▶ [GIVEN TASK] Give back, unchanged, the stretch of the material below from the line containing "# point at: white fighter" through its final line.

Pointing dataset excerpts
────────
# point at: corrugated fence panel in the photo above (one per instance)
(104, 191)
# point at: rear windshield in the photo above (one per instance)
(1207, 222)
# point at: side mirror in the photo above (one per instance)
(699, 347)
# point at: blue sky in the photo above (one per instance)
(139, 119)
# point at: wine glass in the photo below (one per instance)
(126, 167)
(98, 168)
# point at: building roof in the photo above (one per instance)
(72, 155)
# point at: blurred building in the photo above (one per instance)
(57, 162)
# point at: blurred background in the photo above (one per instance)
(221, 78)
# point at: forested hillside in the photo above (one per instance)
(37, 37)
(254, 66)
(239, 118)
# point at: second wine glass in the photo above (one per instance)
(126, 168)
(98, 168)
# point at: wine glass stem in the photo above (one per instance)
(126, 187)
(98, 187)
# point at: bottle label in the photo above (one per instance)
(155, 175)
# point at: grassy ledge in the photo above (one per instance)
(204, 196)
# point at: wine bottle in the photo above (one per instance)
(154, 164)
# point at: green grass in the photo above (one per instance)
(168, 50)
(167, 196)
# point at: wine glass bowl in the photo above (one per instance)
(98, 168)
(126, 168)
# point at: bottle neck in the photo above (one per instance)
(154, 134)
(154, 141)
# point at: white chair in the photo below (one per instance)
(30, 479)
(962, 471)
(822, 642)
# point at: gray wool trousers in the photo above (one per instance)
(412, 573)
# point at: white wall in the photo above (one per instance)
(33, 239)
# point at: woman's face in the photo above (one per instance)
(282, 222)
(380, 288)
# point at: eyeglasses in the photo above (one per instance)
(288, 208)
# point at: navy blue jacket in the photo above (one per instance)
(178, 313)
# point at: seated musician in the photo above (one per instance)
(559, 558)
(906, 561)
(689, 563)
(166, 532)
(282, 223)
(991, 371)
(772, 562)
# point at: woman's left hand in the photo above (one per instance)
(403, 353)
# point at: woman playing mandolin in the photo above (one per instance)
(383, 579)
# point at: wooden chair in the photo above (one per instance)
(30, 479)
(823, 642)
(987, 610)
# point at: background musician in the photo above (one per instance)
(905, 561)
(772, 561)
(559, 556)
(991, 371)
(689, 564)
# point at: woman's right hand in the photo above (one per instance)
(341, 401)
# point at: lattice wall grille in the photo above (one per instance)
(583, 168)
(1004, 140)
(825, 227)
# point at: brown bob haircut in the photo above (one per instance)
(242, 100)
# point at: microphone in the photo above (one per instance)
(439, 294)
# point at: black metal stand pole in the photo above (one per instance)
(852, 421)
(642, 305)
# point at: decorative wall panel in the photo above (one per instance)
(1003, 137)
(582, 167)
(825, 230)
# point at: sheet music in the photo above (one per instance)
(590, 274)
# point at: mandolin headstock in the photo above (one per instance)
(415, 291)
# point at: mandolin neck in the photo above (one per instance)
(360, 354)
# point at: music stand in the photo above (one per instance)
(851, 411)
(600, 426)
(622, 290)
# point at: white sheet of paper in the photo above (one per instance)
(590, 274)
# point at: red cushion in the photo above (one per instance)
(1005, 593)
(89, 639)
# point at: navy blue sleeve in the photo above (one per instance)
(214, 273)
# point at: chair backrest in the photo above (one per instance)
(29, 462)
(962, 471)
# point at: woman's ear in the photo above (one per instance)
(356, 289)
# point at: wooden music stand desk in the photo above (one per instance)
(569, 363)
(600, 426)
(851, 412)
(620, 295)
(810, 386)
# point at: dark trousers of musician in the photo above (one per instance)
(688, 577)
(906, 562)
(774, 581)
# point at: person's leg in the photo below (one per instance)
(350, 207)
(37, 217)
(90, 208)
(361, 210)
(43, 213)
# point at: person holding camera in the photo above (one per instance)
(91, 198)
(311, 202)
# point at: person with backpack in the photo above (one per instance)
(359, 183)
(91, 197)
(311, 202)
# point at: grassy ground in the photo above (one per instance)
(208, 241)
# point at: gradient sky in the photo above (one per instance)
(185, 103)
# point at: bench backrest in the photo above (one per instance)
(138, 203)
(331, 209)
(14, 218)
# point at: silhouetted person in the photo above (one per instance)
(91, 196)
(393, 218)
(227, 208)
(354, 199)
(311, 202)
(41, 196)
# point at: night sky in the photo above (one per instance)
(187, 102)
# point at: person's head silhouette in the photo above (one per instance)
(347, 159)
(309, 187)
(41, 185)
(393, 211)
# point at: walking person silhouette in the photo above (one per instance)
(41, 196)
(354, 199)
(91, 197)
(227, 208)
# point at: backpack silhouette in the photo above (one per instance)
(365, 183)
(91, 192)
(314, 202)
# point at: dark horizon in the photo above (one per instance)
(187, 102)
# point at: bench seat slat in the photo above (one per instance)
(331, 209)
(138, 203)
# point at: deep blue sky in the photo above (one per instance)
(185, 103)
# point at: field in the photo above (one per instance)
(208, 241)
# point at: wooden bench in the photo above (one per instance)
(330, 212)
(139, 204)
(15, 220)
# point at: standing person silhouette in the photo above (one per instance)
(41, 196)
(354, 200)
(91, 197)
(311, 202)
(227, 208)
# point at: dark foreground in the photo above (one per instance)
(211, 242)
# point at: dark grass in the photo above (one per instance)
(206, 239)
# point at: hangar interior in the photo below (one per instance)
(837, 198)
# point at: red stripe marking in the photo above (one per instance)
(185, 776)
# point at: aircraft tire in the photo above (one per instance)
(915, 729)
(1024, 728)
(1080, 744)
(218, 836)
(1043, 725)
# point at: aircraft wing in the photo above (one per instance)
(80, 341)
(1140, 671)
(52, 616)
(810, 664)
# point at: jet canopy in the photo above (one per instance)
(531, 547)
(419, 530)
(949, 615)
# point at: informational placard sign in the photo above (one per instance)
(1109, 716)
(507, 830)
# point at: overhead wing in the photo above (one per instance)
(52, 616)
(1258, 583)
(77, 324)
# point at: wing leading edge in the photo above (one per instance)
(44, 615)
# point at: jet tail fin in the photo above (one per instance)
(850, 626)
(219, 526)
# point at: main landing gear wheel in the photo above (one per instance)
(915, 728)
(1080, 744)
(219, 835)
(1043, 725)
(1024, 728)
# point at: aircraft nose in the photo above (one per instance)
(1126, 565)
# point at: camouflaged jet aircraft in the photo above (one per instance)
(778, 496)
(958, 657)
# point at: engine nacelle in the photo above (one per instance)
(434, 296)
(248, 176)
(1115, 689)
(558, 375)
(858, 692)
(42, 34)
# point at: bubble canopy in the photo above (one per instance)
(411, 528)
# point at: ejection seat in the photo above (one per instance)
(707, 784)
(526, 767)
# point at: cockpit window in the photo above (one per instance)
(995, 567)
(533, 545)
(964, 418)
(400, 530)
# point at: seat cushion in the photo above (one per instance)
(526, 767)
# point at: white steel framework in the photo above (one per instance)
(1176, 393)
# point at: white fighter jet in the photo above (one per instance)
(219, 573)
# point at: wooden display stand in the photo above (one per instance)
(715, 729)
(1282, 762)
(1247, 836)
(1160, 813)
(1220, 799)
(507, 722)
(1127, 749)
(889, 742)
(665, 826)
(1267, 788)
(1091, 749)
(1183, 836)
────────
▶ [OUTPUT OF THE EXERCISE]
# point at: white fighter jet in the photo above (one per instance)
(219, 573)
# point at: wooden display stand in the photo above (one per instance)
(715, 729)
(1282, 762)
(1247, 836)
(1160, 813)
(1220, 799)
(507, 722)
(1127, 749)
(889, 742)
(665, 826)
(1267, 788)
(1091, 749)
(1183, 836)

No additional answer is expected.